**WHAT IS BEING ASKED:**
List each line of the entries below that contains the string "black", reproducing every such line in full.

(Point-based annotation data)
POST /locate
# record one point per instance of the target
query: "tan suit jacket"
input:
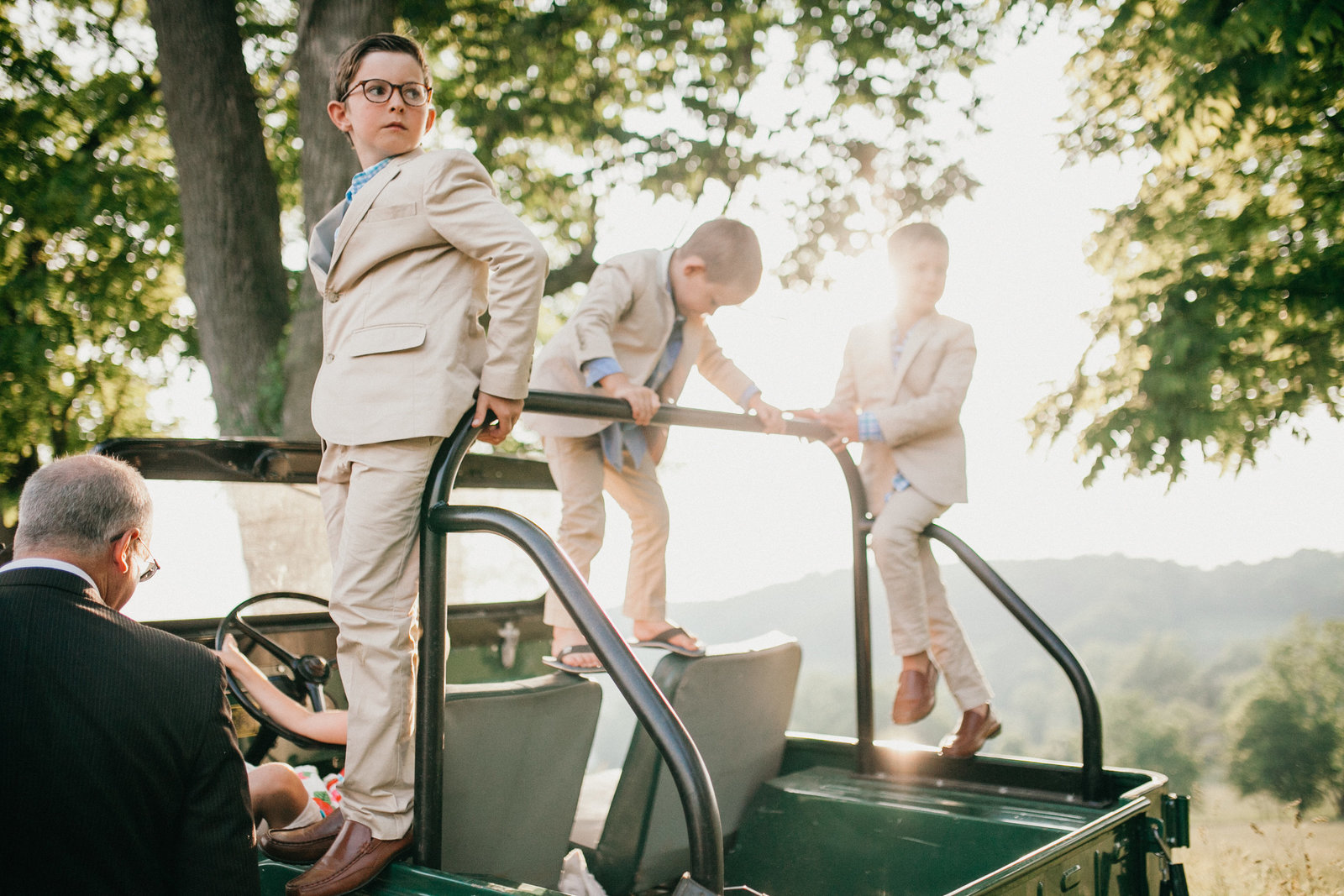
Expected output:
(917, 405)
(420, 254)
(628, 315)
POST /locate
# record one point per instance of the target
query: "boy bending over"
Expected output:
(636, 336)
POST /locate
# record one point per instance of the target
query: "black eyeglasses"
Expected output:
(380, 92)
(151, 567)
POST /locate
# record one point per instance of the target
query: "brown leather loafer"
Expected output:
(971, 735)
(304, 844)
(354, 859)
(916, 696)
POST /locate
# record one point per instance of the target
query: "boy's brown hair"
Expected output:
(386, 42)
(904, 238)
(730, 250)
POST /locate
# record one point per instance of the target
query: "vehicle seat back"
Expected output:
(514, 759)
(736, 703)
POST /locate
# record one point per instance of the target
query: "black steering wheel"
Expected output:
(309, 672)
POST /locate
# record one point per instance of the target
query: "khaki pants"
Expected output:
(921, 618)
(371, 496)
(581, 474)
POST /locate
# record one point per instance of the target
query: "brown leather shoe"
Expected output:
(354, 859)
(916, 694)
(971, 735)
(304, 844)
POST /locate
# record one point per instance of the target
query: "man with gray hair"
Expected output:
(121, 765)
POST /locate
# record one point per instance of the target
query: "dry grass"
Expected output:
(1254, 848)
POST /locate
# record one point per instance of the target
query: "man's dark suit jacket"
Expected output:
(120, 765)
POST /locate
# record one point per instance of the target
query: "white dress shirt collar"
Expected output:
(47, 563)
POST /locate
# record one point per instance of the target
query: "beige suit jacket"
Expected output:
(628, 315)
(917, 405)
(420, 254)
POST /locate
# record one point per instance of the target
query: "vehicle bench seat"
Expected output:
(736, 705)
(514, 759)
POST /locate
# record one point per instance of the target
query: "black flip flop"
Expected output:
(558, 661)
(663, 641)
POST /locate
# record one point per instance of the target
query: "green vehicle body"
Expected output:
(843, 815)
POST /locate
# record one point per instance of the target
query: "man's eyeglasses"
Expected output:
(151, 567)
(380, 92)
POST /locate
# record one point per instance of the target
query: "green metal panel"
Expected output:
(401, 879)
(824, 831)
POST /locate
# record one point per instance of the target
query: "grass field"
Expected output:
(1254, 848)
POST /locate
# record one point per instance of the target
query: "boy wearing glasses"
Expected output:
(407, 265)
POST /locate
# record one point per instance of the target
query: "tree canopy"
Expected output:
(91, 281)
(1227, 315)
(812, 112)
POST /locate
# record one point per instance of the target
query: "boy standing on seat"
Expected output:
(407, 266)
(636, 336)
(900, 391)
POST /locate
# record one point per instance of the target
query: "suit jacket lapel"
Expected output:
(879, 356)
(365, 201)
(916, 338)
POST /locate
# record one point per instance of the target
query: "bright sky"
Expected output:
(754, 511)
(745, 516)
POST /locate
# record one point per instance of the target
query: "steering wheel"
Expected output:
(309, 672)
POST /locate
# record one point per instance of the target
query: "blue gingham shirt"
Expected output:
(869, 427)
(622, 437)
(363, 177)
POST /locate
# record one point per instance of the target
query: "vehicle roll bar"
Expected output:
(685, 761)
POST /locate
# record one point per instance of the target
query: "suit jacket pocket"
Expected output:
(385, 338)
(389, 212)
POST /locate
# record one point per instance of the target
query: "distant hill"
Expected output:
(1135, 624)
(1088, 600)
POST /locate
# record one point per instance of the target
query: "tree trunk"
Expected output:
(230, 210)
(327, 165)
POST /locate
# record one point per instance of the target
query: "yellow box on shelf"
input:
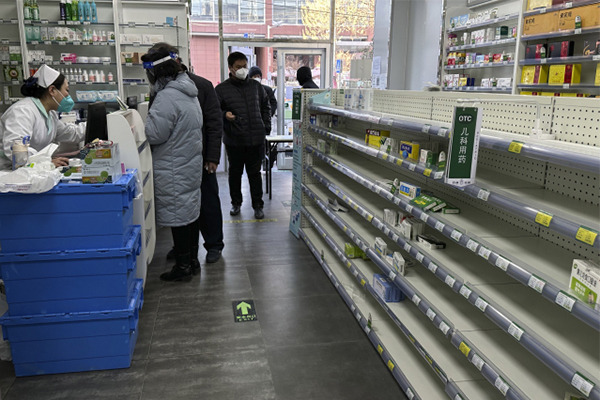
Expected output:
(564, 73)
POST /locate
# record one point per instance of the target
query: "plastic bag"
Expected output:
(39, 176)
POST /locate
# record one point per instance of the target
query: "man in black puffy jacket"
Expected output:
(246, 121)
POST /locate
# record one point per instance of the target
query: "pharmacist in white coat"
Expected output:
(46, 94)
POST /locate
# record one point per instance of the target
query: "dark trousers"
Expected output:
(211, 218)
(250, 157)
(185, 240)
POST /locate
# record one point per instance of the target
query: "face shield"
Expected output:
(149, 66)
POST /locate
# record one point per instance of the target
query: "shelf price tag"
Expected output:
(416, 299)
(481, 304)
(586, 235)
(477, 362)
(515, 147)
(543, 218)
(483, 194)
(565, 301)
(464, 348)
(465, 291)
(485, 253)
(472, 245)
(536, 283)
(431, 314)
(456, 235)
(515, 331)
(432, 267)
(582, 384)
(444, 327)
(501, 385)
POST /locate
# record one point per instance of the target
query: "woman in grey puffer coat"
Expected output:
(174, 130)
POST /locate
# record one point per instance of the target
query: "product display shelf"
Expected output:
(490, 22)
(484, 293)
(567, 33)
(416, 378)
(561, 60)
(411, 322)
(568, 154)
(559, 7)
(479, 239)
(493, 43)
(533, 380)
(480, 65)
(507, 194)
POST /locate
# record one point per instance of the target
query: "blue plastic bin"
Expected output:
(71, 216)
(70, 281)
(58, 343)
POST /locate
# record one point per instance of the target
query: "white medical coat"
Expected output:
(24, 118)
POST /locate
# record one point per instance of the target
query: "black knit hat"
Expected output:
(254, 71)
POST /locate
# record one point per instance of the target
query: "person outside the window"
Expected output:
(247, 119)
(211, 216)
(174, 130)
(304, 77)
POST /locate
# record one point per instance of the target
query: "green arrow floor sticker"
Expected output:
(244, 311)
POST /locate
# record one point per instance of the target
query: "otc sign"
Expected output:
(464, 147)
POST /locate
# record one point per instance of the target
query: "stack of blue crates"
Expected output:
(68, 261)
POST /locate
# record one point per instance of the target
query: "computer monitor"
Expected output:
(96, 122)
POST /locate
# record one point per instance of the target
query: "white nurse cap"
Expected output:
(46, 76)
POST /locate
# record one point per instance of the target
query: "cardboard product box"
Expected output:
(540, 23)
(533, 4)
(564, 73)
(375, 137)
(585, 281)
(589, 17)
(532, 74)
(533, 51)
(561, 49)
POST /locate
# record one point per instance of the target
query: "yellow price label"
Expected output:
(543, 219)
(586, 235)
(390, 365)
(464, 349)
(515, 147)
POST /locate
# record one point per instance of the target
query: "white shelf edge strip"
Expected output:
(529, 341)
(580, 161)
(489, 371)
(551, 292)
(562, 225)
(384, 354)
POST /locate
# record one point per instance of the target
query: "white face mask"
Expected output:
(241, 73)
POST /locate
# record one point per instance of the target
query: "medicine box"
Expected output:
(86, 341)
(69, 216)
(585, 281)
(564, 73)
(386, 289)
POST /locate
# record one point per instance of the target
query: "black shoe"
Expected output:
(213, 256)
(171, 254)
(258, 213)
(178, 273)
(195, 267)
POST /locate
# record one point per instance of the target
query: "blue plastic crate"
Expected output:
(58, 343)
(68, 217)
(70, 281)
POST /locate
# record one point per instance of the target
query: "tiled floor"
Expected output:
(305, 345)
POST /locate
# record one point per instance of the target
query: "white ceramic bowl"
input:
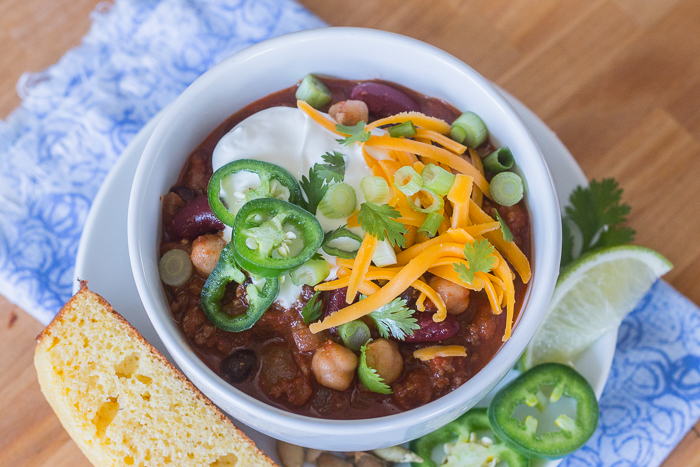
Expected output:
(352, 54)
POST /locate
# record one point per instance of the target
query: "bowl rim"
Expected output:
(479, 384)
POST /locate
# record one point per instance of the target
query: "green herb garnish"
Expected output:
(357, 133)
(369, 376)
(395, 319)
(320, 176)
(379, 221)
(595, 216)
(312, 310)
(480, 257)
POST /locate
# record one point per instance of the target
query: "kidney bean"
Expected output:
(383, 100)
(184, 193)
(334, 301)
(430, 331)
(195, 219)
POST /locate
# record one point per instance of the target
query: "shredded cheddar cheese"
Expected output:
(418, 119)
(446, 254)
(361, 265)
(428, 353)
(434, 153)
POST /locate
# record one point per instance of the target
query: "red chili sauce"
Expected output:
(280, 346)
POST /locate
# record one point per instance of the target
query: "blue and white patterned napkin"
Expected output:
(79, 115)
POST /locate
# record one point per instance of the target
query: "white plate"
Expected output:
(103, 257)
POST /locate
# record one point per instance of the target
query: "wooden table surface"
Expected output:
(617, 80)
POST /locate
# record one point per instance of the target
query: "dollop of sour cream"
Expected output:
(289, 138)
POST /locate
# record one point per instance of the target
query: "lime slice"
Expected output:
(592, 296)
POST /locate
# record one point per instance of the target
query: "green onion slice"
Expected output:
(337, 234)
(354, 334)
(506, 188)
(405, 129)
(469, 129)
(339, 201)
(314, 92)
(408, 181)
(437, 202)
(175, 267)
(437, 179)
(311, 272)
(431, 224)
(375, 189)
(499, 161)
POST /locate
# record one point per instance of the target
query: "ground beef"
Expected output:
(414, 390)
(280, 376)
(516, 218)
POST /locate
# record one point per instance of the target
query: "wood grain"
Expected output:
(618, 80)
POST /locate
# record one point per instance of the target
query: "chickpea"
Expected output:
(349, 112)
(334, 366)
(206, 250)
(455, 296)
(384, 356)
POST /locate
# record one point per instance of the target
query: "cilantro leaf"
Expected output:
(369, 376)
(320, 176)
(394, 319)
(480, 257)
(597, 214)
(379, 221)
(357, 133)
(505, 230)
(312, 310)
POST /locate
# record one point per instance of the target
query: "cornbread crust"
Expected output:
(123, 402)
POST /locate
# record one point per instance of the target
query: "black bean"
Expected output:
(239, 366)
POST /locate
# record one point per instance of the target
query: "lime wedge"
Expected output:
(592, 296)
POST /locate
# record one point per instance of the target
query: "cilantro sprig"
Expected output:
(379, 220)
(480, 257)
(369, 376)
(320, 177)
(595, 218)
(357, 133)
(394, 319)
(313, 308)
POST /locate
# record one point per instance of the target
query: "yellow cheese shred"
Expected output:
(509, 249)
(361, 265)
(379, 274)
(459, 197)
(428, 353)
(418, 119)
(434, 153)
(396, 285)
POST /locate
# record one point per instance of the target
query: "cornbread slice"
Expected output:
(123, 402)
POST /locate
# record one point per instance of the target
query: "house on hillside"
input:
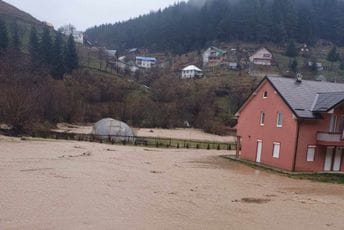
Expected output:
(146, 62)
(261, 57)
(191, 71)
(294, 125)
(112, 54)
(78, 37)
(213, 56)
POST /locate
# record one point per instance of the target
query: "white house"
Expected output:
(191, 71)
(262, 57)
(145, 62)
(213, 56)
(78, 37)
(110, 53)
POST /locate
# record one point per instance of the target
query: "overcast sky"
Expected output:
(87, 13)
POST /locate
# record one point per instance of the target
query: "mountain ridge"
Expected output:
(12, 13)
(183, 27)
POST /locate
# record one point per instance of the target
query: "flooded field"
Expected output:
(72, 185)
(187, 134)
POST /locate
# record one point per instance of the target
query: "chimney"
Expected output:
(299, 78)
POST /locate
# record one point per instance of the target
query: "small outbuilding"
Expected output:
(113, 129)
(191, 71)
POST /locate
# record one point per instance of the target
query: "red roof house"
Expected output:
(295, 125)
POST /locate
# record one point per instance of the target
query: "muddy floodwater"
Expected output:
(72, 185)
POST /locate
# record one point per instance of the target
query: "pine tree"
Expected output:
(45, 47)
(58, 68)
(3, 37)
(34, 48)
(293, 66)
(71, 56)
(291, 49)
(333, 55)
(15, 41)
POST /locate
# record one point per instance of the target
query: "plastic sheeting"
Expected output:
(114, 129)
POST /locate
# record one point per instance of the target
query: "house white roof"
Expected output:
(146, 58)
(262, 53)
(192, 67)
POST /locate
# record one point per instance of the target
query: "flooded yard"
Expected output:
(76, 185)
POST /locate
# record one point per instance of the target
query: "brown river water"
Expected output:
(75, 185)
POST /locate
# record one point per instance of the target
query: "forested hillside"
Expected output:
(192, 25)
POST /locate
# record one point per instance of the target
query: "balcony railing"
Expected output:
(330, 138)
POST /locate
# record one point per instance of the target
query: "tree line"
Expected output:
(47, 49)
(190, 26)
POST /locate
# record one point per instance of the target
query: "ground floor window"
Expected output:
(276, 150)
(310, 153)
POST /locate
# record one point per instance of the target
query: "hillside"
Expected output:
(11, 13)
(194, 25)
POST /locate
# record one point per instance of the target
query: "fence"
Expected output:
(139, 141)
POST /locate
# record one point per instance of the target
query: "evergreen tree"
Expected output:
(3, 37)
(293, 66)
(291, 49)
(333, 55)
(15, 40)
(341, 65)
(71, 56)
(34, 47)
(45, 47)
(58, 68)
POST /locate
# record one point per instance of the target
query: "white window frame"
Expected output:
(333, 123)
(310, 154)
(262, 119)
(275, 153)
(279, 122)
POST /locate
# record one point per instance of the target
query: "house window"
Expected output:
(279, 119)
(333, 123)
(262, 118)
(310, 153)
(276, 150)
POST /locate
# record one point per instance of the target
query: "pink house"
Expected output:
(294, 124)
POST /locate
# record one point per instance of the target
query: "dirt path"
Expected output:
(71, 185)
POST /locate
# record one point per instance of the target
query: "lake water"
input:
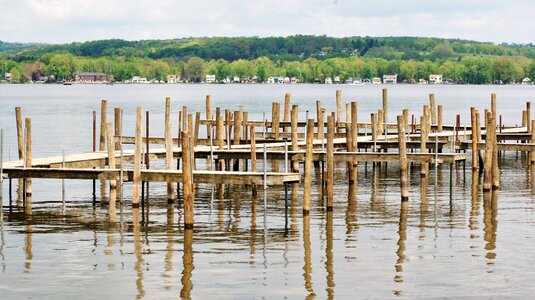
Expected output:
(447, 242)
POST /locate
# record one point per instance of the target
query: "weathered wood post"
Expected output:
(475, 160)
(187, 180)
(168, 133)
(138, 142)
(439, 118)
(209, 116)
(330, 162)
(295, 145)
(487, 183)
(403, 165)
(103, 121)
(286, 111)
(308, 167)
(110, 145)
(433, 109)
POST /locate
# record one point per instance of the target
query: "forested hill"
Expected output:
(298, 47)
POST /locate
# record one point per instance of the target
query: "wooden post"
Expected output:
(117, 120)
(487, 183)
(197, 125)
(111, 152)
(319, 117)
(103, 120)
(424, 135)
(295, 145)
(168, 133)
(384, 120)
(330, 162)
(439, 118)
(495, 165)
(286, 111)
(403, 165)
(209, 116)
(137, 158)
(187, 179)
(28, 157)
(308, 167)
(338, 107)
(20, 134)
(475, 159)
(433, 109)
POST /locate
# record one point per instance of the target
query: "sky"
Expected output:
(64, 21)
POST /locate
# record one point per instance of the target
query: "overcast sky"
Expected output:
(62, 21)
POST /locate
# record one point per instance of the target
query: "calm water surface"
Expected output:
(455, 242)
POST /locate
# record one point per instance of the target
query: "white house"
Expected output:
(435, 78)
(210, 78)
(390, 78)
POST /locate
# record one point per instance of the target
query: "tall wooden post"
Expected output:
(110, 145)
(209, 116)
(403, 165)
(103, 121)
(138, 142)
(475, 160)
(487, 183)
(295, 145)
(286, 111)
(168, 132)
(308, 167)
(187, 180)
(330, 162)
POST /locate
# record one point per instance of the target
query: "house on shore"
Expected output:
(390, 78)
(435, 78)
(92, 77)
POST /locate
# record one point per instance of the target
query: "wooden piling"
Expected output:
(308, 167)
(403, 164)
(433, 109)
(137, 158)
(110, 145)
(330, 162)
(117, 122)
(286, 111)
(168, 134)
(103, 121)
(20, 134)
(475, 159)
(487, 183)
(295, 145)
(439, 118)
(28, 157)
(187, 180)
(209, 116)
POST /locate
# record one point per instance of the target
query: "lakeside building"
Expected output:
(390, 78)
(435, 78)
(92, 77)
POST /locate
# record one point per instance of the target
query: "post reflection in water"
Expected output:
(490, 206)
(307, 267)
(402, 232)
(329, 256)
(138, 252)
(187, 259)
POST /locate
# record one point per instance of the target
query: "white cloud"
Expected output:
(58, 21)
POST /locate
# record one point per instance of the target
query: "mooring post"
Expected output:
(330, 162)
(138, 142)
(103, 121)
(308, 166)
(403, 165)
(294, 129)
(475, 159)
(187, 179)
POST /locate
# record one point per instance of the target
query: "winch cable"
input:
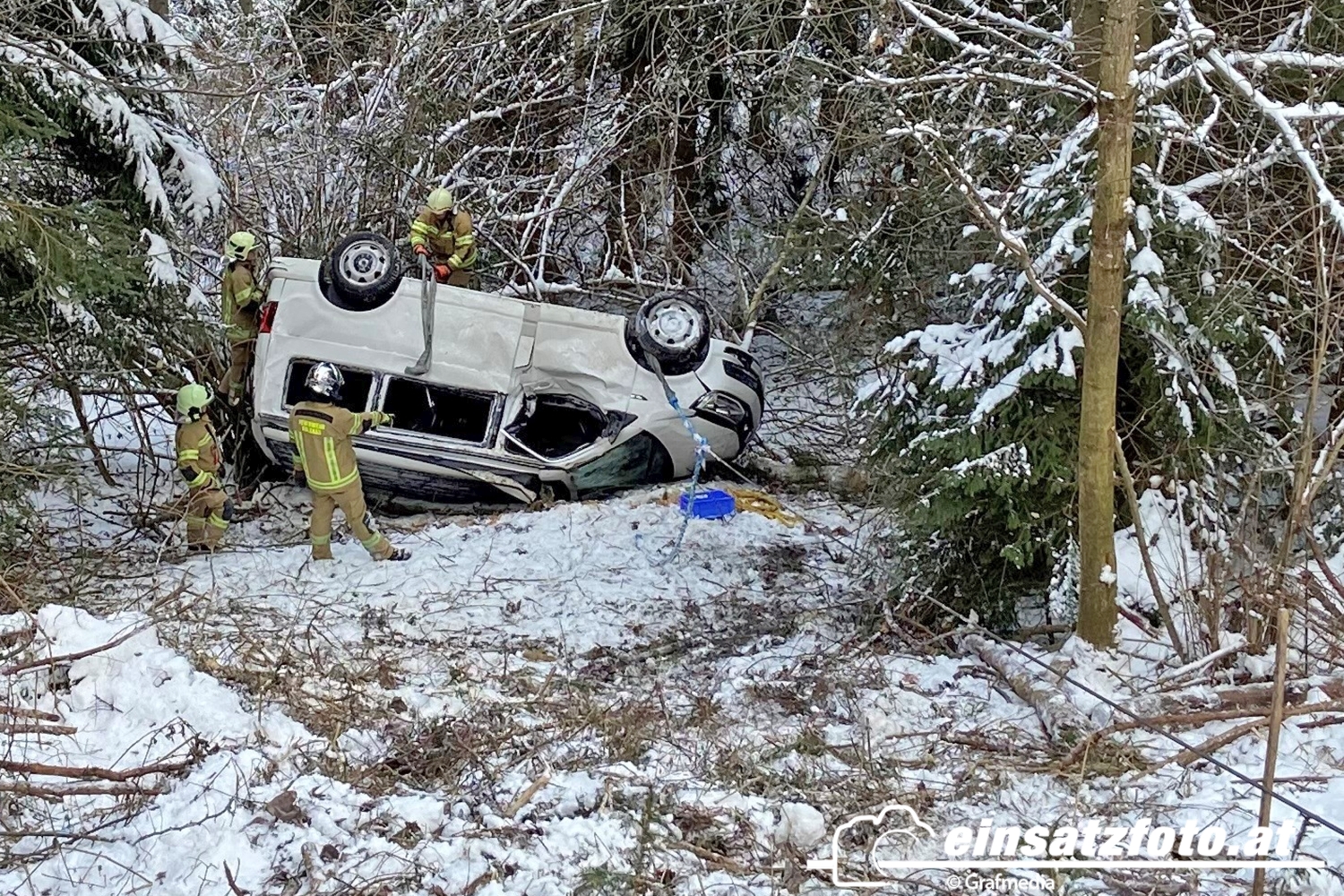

**WORKED SOLUTION:**
query: "black eyeglasses"
query: "black steering wheel"
query: "black flip flop"
query: "man in black puffy jacket"
query: "black knit hat"
query: "black shoe"
query: "black bean"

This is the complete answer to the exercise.